>>>
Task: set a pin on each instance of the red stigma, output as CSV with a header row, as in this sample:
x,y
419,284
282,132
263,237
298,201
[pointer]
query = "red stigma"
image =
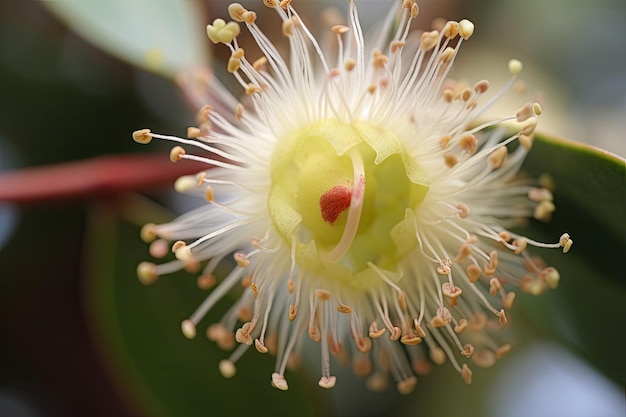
x,y
334,201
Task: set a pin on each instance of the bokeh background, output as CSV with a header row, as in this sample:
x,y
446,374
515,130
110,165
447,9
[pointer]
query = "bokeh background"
x,y
80,336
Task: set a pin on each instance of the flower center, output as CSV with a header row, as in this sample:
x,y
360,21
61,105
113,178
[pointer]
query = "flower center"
x,y
343,197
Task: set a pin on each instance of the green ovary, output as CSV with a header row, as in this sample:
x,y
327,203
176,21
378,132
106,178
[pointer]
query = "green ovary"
x,y
313,160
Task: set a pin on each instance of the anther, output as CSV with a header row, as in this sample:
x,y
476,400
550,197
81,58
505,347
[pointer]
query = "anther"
x,y
468,350
375,332
327,382
279,381
142,136
147,273
450,159
227,368
241,259
494,286
223,32
497,157
466,29
176,154
188,329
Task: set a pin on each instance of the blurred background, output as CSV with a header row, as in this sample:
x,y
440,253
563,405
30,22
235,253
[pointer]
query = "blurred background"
x,y
80,336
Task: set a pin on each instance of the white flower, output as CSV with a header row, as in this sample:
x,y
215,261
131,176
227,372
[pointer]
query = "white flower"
x,y
363,207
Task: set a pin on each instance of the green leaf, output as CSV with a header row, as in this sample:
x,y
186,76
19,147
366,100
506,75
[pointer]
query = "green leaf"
x,y
587,310
161,36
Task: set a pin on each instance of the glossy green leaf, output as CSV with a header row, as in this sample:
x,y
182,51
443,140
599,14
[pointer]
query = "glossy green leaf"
x,y
161,36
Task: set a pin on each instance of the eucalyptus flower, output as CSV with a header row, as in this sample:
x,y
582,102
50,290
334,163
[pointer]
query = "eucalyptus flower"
x,y
361,199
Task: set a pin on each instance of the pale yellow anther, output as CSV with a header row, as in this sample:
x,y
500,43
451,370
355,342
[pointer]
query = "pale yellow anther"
x,y
502,351
293,312
251,89
260,347
349,64
473,272
466,373
515,67
322,295
551,276
444,141
520,245
340,29
397,46
241,259
494,286
176,154
502,318
188,329
148,232
288,27
279,382
450,159
327,382
142,136
375,332
508,300
468,143
466,29
460,326
437,355
185,183
497,157
260,63
407,386
468,350
544,210
477,321
418,329
451,29
227,368
444,266
147,273
202,116
204,282
223,32
429,40
447,55
450,290
484,358
236,11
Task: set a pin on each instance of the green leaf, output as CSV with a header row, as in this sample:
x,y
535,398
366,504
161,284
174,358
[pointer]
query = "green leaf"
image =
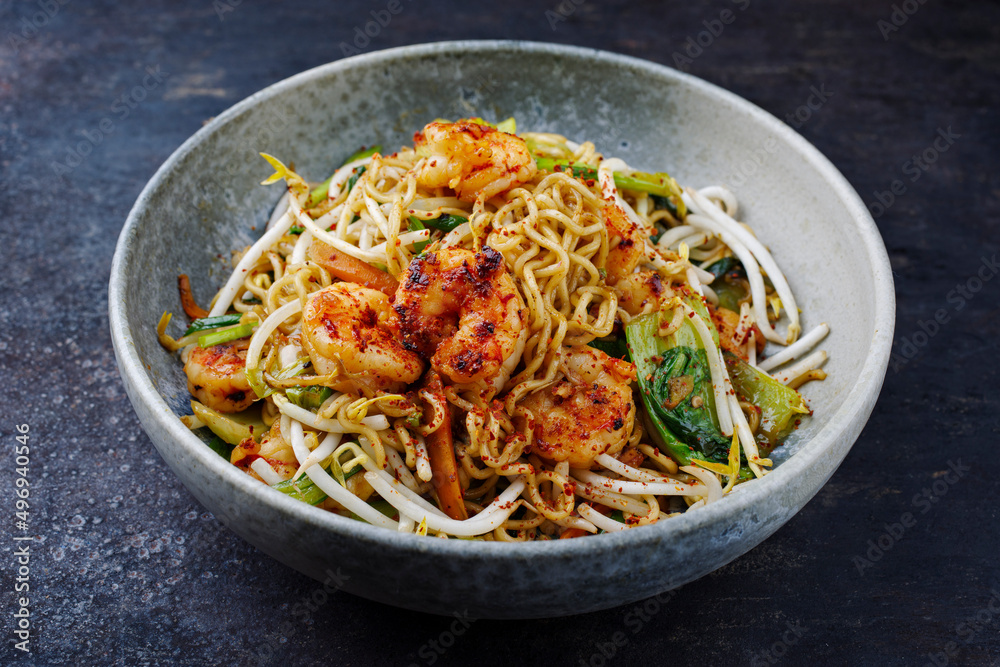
<<<
• **Problem details**:
Go through all the rows and change every "set a pin" to "place a point", keeping everything else unchanged and leaving out the pictures.

• **Answer to this exercise**:
Task: place a point on each instance of the red stigma, output as CSV with a header row, as in this sample:
x,y
419,284
282,132
263,237
298,201
[pointer]
query = "red stigma"
image =
x,y
334,201
Task: place a point on each instance of the bokeh background, output as CSV with a header row, as in this sample:
x,y
446,374
515,130
110,165
447,9
[pointer]
query = "bokeh background"
x,y
80,336
Task: place a point on each instance of the flower center, output as CSV with a header row, as in this sample:
x,y
360,21
61,105
113,178
[pointer]
query = "flower center"
x,y
343,197
Task: place a point on each instance of the green ovary, output as CSV with a header row, as in this sample:
x,y
327,203
176,21
378,132
106,178
[pointer]
query = "green ovary"
x,y
313,160
Task: place a point on each instance of the anther, output as CSV with a header row, as in this sample:
x,y
476,400
550,197
81,58
505,347
[pointer]
query = "anther"
x,y
468,350
375,332
327,382
279,381
142,136
147,273
450,159
227,368
241,259
494,286
223,32
497,157
466,29
176,154
188,329
Task: place a point on each instance of the blurred background, output as CSV with a header row, as in this sample:
x,y
440,253
563,405
30,22
235,253
[pointer]
query = "blurred background"
x,y
80,336
Task: place a point on each instance of the white flower, output as CSV with a header row, as in this sample:
x,y
215,261
131,176
227,372
[pointer]
query = "white flower"
x,y
363,207
Task: place a point on each instance of the green leaf, output as CSV with a header row, as in this sample:
x,y
186,76
19,147
366,100
506,75
[pointer]
query = "green leaf"
x,y
587,310
161,36
Task: place a point on each instance of the glossy green leaf, output as CSV with a header row, as in this sample:
x,y
182,51
443,140
599,14
[pointer]
query = "glossy green leaf"
x,y
161,36
Task: place a point on each instance of the eucalyptus flower, output as CSV with a header row, as in this sample:
x,y
582,102
50,290
334,163
[pointer]
query = "eucalyptus flower"
x,y
361,199
Task: place a point on each instance of the pale yellow anther, output as CSV with a header row, as in this sample:
x,y
500,43
451,370
355,342
[pointer]
query = "pale yellow anther"
x,y
502,351
293,312
251,89
260,347
349,64
473,272
466,373
515,67
322,295
551,276
444,141
520,245
340,29
397,46
241,259
494,286
176,154
502,318
188,329
148,232
288,27
279,382
450,159
327,382
142,136
375,332
508,300
468,143
466,29
460,326
437,355
185,183
497,157
260,63
407,386
468,350
544,210
477,321
418,329
451,29
227,368
444,266
147,273
202,116
204,282
223,32
429,40
447,55
450,290
484,358
236,11
Task: place a point on each instance of the green leaf, output as CSV with a header row, as in this sample:
x,y
535,398
366,504
161,284
174,358
[pointer]
query = "green leaf"
image =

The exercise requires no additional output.